DATASET ENTRIES =>

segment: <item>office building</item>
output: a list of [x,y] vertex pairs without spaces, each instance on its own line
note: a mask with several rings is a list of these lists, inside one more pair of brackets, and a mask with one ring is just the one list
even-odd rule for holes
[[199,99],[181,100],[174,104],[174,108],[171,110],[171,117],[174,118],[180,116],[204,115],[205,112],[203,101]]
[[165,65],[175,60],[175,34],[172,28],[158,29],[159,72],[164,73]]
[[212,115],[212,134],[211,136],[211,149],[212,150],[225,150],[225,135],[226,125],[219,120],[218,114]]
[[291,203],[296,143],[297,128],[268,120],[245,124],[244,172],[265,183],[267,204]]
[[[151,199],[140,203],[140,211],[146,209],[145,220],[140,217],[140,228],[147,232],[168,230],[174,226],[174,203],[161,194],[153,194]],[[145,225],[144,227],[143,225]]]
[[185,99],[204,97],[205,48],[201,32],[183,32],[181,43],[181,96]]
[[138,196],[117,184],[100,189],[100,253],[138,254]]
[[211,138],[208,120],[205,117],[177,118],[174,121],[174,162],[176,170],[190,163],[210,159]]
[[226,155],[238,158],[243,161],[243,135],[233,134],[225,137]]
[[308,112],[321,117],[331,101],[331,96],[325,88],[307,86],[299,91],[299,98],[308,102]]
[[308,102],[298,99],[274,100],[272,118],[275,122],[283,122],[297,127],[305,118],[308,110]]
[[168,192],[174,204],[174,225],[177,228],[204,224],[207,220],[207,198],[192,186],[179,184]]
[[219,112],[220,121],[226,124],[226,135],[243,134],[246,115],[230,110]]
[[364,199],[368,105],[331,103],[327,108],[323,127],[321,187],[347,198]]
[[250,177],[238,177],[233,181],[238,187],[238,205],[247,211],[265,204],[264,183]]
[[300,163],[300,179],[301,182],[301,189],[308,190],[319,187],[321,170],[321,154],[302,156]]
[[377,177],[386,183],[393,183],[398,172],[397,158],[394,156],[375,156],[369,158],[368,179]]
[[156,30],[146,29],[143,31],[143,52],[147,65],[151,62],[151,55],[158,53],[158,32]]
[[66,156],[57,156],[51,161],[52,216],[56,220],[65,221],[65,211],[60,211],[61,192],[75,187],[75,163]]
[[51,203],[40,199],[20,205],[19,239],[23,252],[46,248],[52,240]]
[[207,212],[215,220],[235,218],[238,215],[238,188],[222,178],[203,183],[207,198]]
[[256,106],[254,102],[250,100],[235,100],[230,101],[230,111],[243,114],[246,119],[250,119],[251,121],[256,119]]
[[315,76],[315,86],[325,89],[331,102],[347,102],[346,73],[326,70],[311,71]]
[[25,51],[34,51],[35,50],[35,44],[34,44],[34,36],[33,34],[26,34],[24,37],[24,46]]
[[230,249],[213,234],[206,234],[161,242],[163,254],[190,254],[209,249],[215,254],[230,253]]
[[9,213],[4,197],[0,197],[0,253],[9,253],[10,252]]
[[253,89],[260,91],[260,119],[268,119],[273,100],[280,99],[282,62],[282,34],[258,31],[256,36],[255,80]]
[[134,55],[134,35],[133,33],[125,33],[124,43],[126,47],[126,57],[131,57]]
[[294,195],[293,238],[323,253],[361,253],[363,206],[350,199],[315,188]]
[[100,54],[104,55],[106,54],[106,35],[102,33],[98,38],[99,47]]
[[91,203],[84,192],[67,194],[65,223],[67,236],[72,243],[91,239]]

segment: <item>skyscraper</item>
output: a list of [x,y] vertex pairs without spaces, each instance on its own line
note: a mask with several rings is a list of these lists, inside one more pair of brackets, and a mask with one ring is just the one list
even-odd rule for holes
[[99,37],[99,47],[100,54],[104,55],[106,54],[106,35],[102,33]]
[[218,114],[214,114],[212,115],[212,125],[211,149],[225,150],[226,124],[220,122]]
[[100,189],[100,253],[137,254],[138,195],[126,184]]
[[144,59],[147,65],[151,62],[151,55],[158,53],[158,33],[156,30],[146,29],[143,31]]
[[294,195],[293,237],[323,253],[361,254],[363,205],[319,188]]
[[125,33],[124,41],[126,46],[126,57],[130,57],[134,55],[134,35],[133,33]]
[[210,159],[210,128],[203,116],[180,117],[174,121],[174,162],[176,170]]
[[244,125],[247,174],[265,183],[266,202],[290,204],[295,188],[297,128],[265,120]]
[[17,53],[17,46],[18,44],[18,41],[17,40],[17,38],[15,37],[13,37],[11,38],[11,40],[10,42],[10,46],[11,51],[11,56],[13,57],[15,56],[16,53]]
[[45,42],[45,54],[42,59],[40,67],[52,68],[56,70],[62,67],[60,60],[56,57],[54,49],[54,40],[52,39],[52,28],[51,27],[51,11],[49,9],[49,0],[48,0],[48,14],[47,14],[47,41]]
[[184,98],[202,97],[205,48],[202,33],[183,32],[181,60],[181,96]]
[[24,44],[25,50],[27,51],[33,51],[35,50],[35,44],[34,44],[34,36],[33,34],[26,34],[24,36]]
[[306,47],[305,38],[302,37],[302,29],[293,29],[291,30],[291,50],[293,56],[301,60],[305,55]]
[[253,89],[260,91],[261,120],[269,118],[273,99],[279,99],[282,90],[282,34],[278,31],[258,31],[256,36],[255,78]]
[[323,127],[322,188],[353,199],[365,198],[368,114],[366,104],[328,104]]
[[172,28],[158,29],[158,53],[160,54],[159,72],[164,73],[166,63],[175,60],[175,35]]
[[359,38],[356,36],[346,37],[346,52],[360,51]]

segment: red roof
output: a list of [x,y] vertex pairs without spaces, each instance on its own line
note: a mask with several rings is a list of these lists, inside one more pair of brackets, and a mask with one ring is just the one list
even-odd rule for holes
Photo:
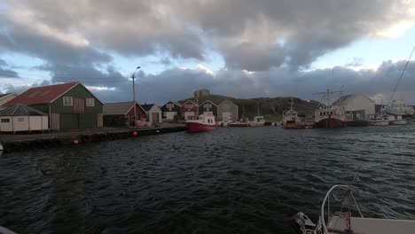
[[188,103],[188,102],[190,102],[192,105],[196,105],[196,103],[193,102],[192,100],[187,100],[187,101],[185,101],[183,105],[184,105],[184,104],[186,104],[186,103]]
[[78,83],[79,82],[68,82],[31,88],[8,101],[4,105],[10,106],[15,104],[33,105],[51,103]]
[[176,105],[182,106],[182,104],[179,102],[174,102],[174,101],[170,101],[170,102]]

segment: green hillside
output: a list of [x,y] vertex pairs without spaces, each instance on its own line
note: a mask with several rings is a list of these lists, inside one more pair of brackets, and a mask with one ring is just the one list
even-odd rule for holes
[[[210,100],[216,105],[228,99],[239,106],[239,116],[245,115],[249,119],[257,115],[257,109],[259,106],[260,115],[263,115],[267,121],[280,121],[282,119],[282,113],[290,109],[291,99],[293,98],[293,107],[300,113],[306,114],[307,119],[311,119],[314,110],[317,108],[318,102],[306,101],[297,98],[291,97],[278,97],[278,98],[260,98],[250,99],[234,98],[231,97],[225,97],[222,95],[208,95],[199,98],[199,103],[201,104],[206,100]],[[195,100],[195,98],[187,98],[181,100],[183,103],[186,100]]]

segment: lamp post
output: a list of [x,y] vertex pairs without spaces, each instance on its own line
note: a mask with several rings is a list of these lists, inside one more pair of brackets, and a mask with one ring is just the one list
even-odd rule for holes
[[134,126],[136,125],[136,120],[137,120],[137,112],[136,112],[136,83],[135,83],[135,79],[136,79],[136,73],[137,70],[140,69],[141,66],[137,66],[136,70],[134,73],[131,74],[131,78],[133,79],[133,98],[134,98]]

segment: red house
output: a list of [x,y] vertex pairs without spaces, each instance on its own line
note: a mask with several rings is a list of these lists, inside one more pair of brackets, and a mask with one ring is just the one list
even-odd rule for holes
[[182,113],[182,119],[186,120],[189,116],[198,115],[198,105],[191,100],[186,101],[180,107],[180,113]]

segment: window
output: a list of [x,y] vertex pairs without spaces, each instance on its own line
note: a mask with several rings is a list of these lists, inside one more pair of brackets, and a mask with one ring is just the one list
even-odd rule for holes
[[72,113],[85,113],[85,99],[74,98]]
[[10,122],[10,119],[2,119],[1,122]]
[[94,98],[87,98],[86,106],[95,106],[95,99]]
[[64,105],[72,105],[72,97],[64,97]]

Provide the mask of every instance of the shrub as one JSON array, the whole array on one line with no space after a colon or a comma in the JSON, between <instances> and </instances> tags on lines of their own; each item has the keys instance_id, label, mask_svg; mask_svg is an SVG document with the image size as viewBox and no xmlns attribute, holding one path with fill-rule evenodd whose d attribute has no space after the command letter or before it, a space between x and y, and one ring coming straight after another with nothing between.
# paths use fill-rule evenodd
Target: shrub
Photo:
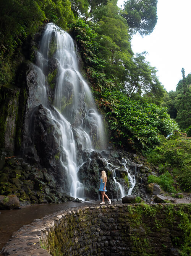
<instances>
[{"instance_id":1,"label":"shrub","mask_svg":"<svg viewBox=\"0 0 191 256\"><path fill-rule=\"evenodd\" d=\"M166 172L159 177L151 175L148 177L148 182L149 183L158 184L160 186L163 190L167 192L176 192L176 190L173 186L174 183L174 180L168 172Z\"/></svg>"}]
</instances>

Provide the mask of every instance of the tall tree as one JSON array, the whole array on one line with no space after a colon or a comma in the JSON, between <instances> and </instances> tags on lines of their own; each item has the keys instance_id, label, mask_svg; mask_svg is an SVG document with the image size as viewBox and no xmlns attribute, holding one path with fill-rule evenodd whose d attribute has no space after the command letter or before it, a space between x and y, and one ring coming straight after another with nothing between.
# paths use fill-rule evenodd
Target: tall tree
<instances>
[{"instance_id":1,"label":"tall tree","mask_svg":"<svg viewBox=\"0 0 191 256\"><path fill-rule=\"evenodd\" d=\"M176 121L180 128L185 129L191 125L191 74L185 77L184 69L182 69L183 79L179 81L176 92L175 105L177 110Z\"/></svg>"},{"instance_id":2,"label":"tall tree","mask_svg":"<svg viewBox=\"0 0 191 256\"><path fill-rule=\"evenodd\" d=\"M157 23L157 0L127 0L123 17L132 34L138 32L143 36L152 32Z\"/></svg>"},{"instance_id":3,"label":"tall tree","mask_svg":"<svg viewBox=\"0 0 191 256\"><path fill-rule=\"evenodd\" d=\"M132 59L133 63L126 74L125 90L129 97L144 93L148 101L159 104L157 102L163 97L165 90L157 76L157 71L143 55L146 53L137 53Z\"/></svg>"}]
</instances>

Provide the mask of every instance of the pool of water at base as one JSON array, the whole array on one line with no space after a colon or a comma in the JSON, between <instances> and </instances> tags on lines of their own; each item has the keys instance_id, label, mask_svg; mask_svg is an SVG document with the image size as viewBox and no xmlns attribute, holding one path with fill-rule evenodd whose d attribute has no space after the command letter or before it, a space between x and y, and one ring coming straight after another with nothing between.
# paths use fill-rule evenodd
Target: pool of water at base
<instances>
[{"instance_id":1,"label":"pool of water at base","mask_svg":"<svg viewBox=\"0 0 191 256\"><path fill-rule=\"evenodd\" d=\"M46 215L83 205L91 206L99 201L83 201L81 203L67 202L60 204L35 205L22 206L20 209L1 210L0 214L0 251L6 243L11 238L13 232L17 231L24 225L31 223L35 219Z\"/></svg>"}]
</instances>

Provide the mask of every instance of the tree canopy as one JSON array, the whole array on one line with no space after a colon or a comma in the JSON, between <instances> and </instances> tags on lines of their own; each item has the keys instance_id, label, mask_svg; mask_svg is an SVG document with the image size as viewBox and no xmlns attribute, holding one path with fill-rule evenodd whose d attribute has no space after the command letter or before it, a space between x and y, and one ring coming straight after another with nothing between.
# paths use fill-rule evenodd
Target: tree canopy
<instances>
[{"instance_id":1,"label":"tree canopy","mask_svg":"<svg viewBox=\"0 0 191 256\"><path fill-rule=\"evenodd\" d=\"M126 20L131 34L141 36L151 33L157 23L157 0L128 0L125 3Z\"/></svg>"},{"instance_id":2,"label":"tree canopy","mask_svg":"<svg viewBox=\"0 0 191 256\"><path fill-rule=\"evenodd\" d=\"M68 30L76 41L97 105L107 121L111 141L147 149L159 144L160 134L178 129L167 112L167 107L174 107L172 96L159 81L156 68L147 61L146 53L135 55L131 48L133 33L143 36L153 30L157 1L128 0L123 10L117 3L117 0L2 0L0 81L3 85L15 82L16 66L13 64L19 64L17 51L39 26L53 22ZM185 114L181 109L186 107L186 97L189 99L190 78L183 79L174 97L175 106L180 105L178 122ZM188 117L186 120L185 126L189 123Z\"/></svg>"}]
</instances>

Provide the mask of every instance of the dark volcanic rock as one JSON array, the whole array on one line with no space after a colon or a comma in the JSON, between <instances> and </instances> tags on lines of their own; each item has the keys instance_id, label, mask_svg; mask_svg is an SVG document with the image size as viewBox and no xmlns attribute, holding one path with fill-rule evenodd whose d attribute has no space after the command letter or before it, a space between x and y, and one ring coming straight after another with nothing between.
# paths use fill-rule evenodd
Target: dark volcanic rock
<instances>
[{"instance_id":1,"label":"dark volcanic rock","mask_svg":"<svg viewBox=\"0 0 191 256\"><path fill-rule=\"evenodd\" d=\"M160 195L157 195L154 198L154 201L155 203L164 203L167 198Z\"/></svg>"},{"instance_id":2,"label":"dark volcanic rock","mask_svg":"<svg viewBox=\"0 0 191 256\"><path fill-rule=\"evenodd\" d=\"M136 198L135 195L131 195L129 196L126 196L122 198L122 202L123 203L133 203Z\"/></svg>"},{"instance_id":3,"label":"dark volcanic rock","mask_svg":"<svg viewBox=\"0 0 191 256\"><path fill-rule=\"evenodd\" d=\"M146 187L146 191L149 194L156 195L159 195L162 192L162 190L156 183L151 183Z\"/></svg>"},{"instance_id":4,"label":"dark volcanic rock","mask_svg":"<svg viewBox=\"0 0 191 256\"><path fill-rule=\"evenodd\" d=\"M16 209L20 206L19 198L15 195L9 196L0 195L0 209Z\"/></svg>"}]
</instances>

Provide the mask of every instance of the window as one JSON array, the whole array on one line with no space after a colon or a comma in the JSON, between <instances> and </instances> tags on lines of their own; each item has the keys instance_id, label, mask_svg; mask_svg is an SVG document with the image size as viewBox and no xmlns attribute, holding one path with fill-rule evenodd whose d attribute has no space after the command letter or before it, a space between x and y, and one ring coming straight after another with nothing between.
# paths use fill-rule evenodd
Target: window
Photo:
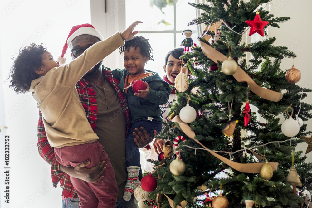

AIM => Convert the data from the beginning through the line containing "[[165,65],[175,60],[175,34],[172,28],[158,29],[159,72],[164,73]]" into a two-column CSV with the headers prompt_text and answer_text, pairing each text with its answer on one row. Quote every field and replace any line breaks inside a field with spaces.

EXERCISE RESPONSE =>
prompt_text,answer_text
"segment: <item>office building</item> output: a list of [x,y] vertex pairs without spaces, each instance on its own line note: a mask with several rings is a list of these lists, inside one more pair of brackets, and a mask with one ring is just the one list even-odd rule for holes","[[199,99],[181,100],[174,104],[174,108],[171,110],[171,117],[174,118],[180,116],[204,115],[205,112],[203,101]] [[165,65],[175,60],[175,34],[172,28],[158,29],[159,72],[164,73]]"